-- Start of Records provided --

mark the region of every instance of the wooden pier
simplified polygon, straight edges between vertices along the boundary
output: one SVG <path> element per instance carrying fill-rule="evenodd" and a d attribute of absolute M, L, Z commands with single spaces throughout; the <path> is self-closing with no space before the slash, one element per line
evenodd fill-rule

-- End of Records provided --
-- Start of Records provided --

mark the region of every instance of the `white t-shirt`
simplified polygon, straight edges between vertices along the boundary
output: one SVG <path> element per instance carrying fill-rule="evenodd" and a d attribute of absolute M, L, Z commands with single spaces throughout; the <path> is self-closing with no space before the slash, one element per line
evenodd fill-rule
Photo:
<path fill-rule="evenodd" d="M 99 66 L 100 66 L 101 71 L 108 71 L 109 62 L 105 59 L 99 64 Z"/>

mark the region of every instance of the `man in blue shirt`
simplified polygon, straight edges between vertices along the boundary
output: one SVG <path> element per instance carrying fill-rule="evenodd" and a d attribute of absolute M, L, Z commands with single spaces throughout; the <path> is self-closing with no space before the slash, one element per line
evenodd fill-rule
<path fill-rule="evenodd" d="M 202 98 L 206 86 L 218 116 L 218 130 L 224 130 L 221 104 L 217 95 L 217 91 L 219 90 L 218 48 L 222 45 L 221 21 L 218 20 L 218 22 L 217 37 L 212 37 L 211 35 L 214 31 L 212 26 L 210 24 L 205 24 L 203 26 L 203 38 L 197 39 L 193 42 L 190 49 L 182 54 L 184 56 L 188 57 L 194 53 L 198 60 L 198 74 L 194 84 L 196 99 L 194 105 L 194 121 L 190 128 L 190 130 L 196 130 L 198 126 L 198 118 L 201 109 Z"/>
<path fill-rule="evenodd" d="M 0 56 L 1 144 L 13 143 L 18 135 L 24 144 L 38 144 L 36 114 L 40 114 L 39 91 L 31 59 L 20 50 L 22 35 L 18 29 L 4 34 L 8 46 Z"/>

-- End of Records provided --

Direction -
Which lines in the items above contain the word "region"? Copy each of them.

Reply -
mark the region of every instance of the wooden pier
mark the region of every instance of the `white t-shirt`
mark the region of every instance of the `man in blue shirt`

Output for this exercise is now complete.